- [WRITTEN PROBLEM]: Copy these lines verbatim, beginning at the line that contains "Target: lapel pin" and continuing through the last of the lines. Omit the pictures from your copy.

- [EXERCISE MATERIALS]:
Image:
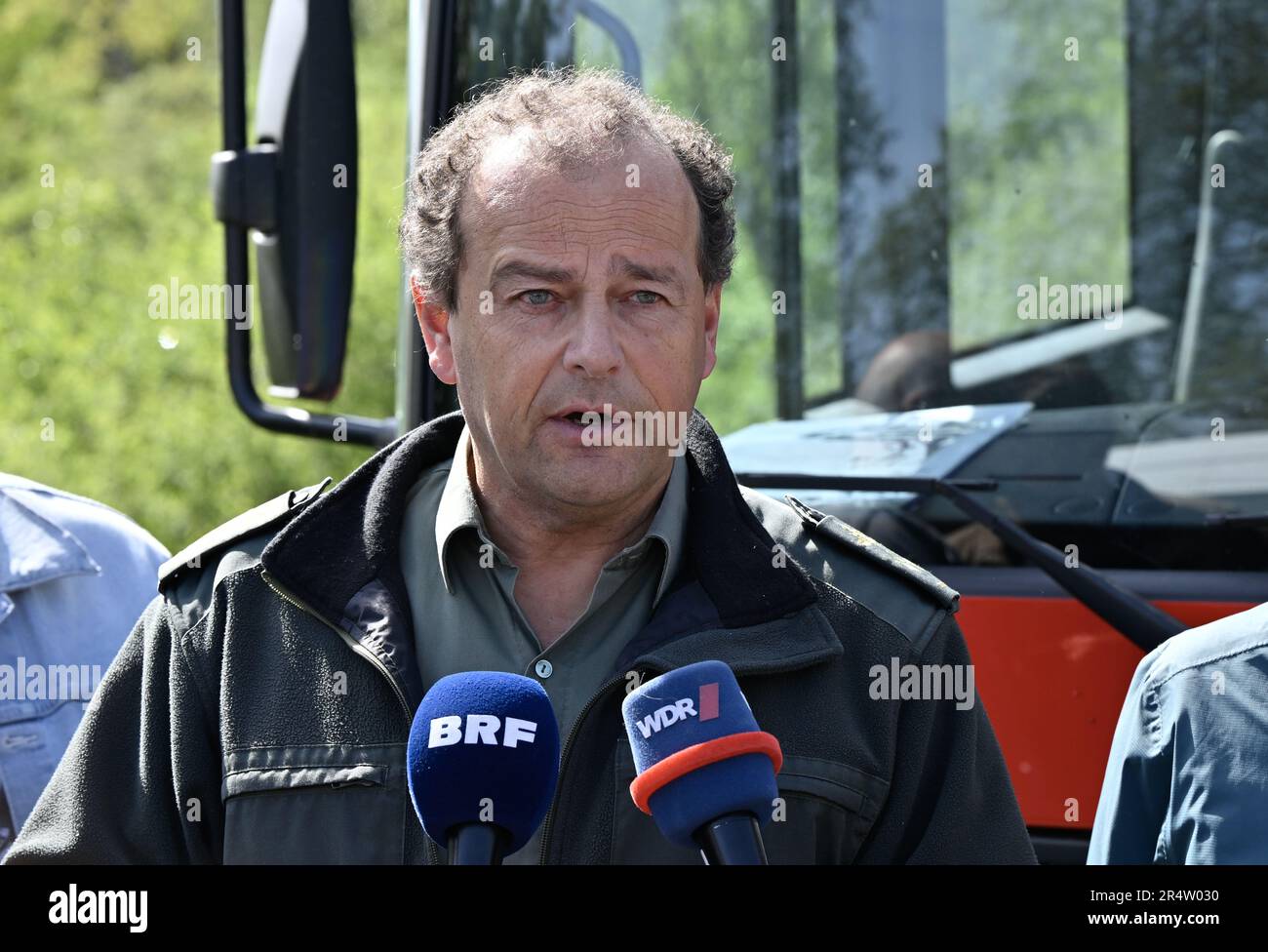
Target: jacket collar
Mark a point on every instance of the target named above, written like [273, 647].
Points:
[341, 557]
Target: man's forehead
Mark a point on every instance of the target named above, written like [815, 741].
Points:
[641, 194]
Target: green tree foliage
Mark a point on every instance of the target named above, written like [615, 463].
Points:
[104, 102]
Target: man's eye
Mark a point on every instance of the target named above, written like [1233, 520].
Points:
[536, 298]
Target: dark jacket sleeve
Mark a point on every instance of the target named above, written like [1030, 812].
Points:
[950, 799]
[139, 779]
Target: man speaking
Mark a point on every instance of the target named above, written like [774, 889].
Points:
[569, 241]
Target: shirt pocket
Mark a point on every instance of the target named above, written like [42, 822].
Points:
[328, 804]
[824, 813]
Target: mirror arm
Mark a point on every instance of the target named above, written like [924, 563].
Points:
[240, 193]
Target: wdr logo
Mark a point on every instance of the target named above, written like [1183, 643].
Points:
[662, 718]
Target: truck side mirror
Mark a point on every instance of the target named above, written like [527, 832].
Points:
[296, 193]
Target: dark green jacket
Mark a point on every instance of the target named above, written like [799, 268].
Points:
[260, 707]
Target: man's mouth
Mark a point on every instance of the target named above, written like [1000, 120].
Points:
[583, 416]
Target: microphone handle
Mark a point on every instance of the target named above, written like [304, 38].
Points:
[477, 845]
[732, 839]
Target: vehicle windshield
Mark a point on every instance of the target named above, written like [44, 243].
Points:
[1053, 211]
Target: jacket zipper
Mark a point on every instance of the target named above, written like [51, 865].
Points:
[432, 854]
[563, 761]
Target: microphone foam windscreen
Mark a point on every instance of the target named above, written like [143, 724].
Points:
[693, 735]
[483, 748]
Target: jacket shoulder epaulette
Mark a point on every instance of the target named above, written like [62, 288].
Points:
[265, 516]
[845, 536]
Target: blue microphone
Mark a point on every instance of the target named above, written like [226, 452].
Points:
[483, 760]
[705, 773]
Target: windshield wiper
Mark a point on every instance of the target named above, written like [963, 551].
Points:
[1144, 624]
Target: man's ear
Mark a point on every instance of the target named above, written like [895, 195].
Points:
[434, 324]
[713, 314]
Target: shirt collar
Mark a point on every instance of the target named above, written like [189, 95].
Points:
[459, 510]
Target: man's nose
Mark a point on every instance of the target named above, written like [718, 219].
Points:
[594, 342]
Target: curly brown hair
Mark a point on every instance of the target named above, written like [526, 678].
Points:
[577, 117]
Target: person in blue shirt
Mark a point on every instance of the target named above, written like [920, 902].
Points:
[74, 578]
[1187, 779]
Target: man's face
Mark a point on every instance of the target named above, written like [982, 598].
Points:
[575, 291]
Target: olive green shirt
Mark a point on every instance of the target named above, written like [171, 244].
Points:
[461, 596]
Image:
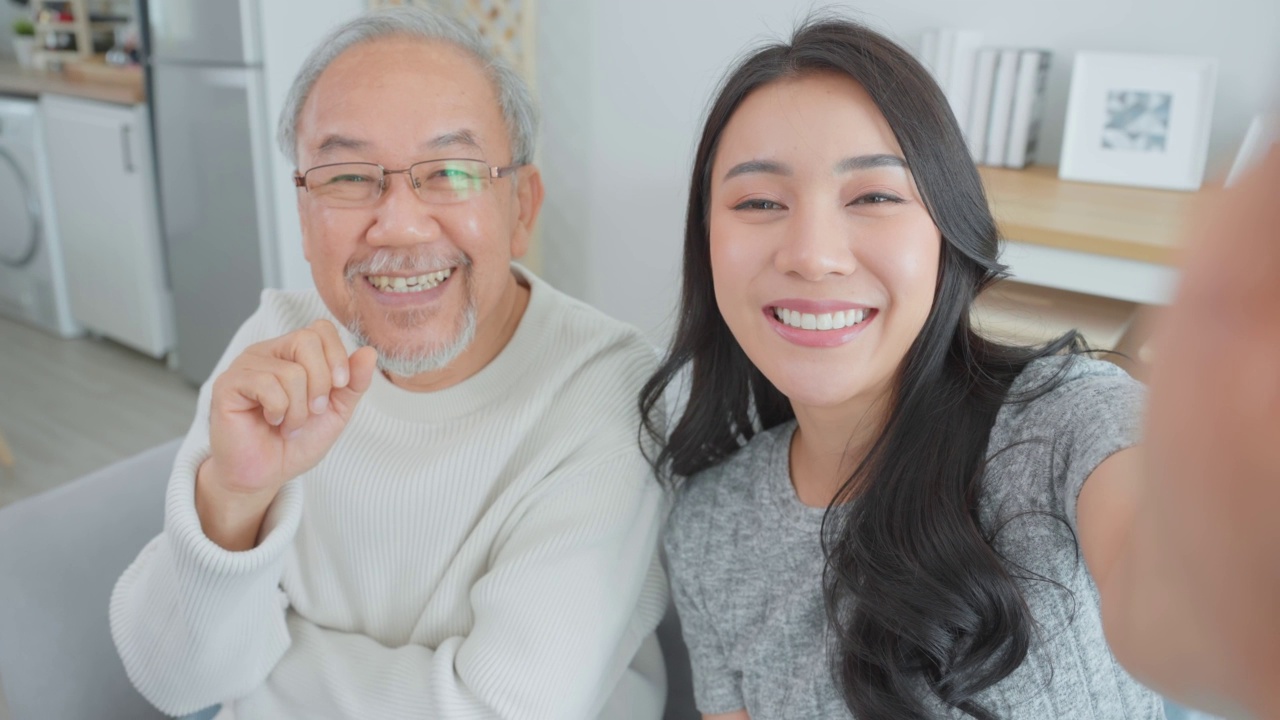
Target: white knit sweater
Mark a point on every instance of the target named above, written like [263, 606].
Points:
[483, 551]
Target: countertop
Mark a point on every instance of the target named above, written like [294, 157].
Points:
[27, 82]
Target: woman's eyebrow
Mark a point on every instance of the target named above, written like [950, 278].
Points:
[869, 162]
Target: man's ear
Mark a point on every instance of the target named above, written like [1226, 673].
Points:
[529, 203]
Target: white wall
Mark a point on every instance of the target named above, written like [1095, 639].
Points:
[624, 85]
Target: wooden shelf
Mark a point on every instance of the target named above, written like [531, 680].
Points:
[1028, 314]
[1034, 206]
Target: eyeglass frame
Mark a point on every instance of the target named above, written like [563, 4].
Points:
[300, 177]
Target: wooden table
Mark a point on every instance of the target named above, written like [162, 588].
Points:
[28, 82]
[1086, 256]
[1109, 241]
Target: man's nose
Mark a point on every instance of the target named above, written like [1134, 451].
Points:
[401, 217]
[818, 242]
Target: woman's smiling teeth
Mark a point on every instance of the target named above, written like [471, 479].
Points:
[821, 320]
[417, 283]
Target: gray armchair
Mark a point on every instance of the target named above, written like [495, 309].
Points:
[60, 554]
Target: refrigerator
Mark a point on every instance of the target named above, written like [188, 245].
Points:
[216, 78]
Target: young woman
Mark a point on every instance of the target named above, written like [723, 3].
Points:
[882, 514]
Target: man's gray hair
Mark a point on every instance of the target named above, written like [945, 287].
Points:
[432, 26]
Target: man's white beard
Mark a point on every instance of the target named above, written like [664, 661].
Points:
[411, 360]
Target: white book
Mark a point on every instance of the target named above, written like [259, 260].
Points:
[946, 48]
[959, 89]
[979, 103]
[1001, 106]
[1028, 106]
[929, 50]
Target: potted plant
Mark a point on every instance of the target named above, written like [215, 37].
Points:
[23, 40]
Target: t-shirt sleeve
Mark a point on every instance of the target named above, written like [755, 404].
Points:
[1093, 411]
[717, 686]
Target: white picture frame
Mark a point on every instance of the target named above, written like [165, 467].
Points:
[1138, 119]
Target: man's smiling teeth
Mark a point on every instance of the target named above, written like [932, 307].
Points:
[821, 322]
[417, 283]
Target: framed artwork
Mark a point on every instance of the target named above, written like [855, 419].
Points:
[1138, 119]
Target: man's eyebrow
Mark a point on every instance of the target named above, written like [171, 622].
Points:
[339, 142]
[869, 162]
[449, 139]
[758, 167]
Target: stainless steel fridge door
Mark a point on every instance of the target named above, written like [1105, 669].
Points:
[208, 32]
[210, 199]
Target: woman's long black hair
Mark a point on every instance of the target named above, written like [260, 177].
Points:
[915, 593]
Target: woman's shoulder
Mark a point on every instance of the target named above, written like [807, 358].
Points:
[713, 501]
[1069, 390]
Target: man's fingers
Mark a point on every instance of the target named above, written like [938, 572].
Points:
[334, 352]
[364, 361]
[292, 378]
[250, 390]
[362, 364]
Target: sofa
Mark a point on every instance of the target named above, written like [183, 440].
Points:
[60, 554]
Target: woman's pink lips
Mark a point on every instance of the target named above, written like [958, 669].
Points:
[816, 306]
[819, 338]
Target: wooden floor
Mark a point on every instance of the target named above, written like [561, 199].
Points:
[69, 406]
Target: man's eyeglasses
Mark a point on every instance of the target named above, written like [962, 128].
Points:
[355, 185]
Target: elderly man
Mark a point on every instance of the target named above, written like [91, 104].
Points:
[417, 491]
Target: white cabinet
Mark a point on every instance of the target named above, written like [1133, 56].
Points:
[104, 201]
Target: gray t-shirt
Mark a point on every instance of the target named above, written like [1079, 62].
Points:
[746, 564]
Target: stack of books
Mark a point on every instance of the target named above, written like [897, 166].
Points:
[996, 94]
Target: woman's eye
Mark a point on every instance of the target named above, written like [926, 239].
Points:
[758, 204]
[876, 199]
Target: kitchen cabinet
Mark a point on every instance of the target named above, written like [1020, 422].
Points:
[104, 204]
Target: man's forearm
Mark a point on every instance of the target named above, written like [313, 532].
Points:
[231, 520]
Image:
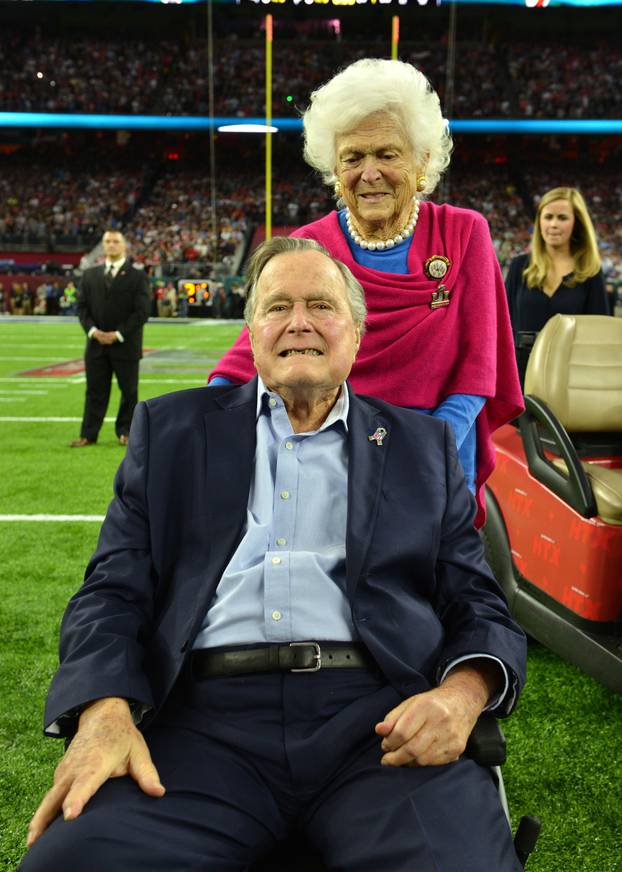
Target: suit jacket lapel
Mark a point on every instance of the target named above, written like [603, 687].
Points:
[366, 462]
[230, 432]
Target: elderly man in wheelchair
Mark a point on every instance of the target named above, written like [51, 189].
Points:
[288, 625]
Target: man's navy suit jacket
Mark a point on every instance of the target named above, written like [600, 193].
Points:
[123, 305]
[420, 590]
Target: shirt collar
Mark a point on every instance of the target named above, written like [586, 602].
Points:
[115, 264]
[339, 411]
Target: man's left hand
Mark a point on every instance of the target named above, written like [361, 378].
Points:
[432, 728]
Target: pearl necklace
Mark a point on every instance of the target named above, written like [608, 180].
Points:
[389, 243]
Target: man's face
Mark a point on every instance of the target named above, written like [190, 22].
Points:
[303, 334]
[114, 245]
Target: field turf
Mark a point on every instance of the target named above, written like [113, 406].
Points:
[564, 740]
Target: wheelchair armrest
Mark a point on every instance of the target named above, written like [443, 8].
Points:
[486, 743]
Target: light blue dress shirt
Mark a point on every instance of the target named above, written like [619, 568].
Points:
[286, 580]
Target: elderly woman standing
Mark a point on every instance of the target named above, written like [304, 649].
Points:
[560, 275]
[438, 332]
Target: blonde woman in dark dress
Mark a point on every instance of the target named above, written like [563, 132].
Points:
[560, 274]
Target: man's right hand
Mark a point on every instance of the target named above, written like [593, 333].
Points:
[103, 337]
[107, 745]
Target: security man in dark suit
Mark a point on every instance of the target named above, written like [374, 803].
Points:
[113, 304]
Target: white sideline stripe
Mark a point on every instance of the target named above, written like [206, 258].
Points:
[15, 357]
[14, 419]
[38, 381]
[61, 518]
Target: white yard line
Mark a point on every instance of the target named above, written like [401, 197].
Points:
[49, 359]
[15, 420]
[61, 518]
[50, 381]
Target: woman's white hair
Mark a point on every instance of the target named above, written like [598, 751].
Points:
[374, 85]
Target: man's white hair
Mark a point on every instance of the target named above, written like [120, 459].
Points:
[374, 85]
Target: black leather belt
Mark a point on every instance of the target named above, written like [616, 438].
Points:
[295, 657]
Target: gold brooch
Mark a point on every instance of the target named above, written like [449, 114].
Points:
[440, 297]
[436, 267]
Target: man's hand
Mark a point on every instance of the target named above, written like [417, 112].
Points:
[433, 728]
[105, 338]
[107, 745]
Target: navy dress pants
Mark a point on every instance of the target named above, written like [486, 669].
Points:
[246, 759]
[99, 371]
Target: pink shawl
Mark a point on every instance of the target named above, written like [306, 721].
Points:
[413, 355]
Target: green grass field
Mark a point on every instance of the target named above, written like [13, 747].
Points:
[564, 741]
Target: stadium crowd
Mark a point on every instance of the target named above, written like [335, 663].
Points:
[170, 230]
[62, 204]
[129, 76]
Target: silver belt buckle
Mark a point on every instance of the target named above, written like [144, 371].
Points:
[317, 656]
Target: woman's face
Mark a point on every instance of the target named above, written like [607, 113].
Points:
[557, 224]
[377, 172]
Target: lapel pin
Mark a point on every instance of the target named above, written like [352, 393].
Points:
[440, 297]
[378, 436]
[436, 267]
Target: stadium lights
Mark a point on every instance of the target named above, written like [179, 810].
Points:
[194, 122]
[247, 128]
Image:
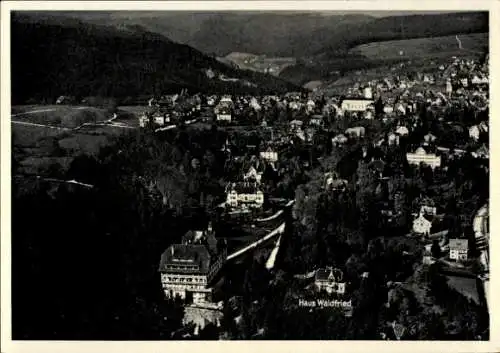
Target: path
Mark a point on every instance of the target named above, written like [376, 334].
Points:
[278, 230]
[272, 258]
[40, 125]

- [FINAL RESULT]:
Target: lapel pin
Mark a point on every instance of the target named above, written like [352, 393].
Points:
[440, 297]
[378, 436]
[436, 267]
Target: stadium lights
Mark a point on every instance of the target named above, written like [179, 810].
Points:
[194, 122]
[247, 128]
Image:
Target: path
Mark a point on every instance of the target named above, written like [376, 334].
Points:
[278, 230]
[272, 258]
[40, 125]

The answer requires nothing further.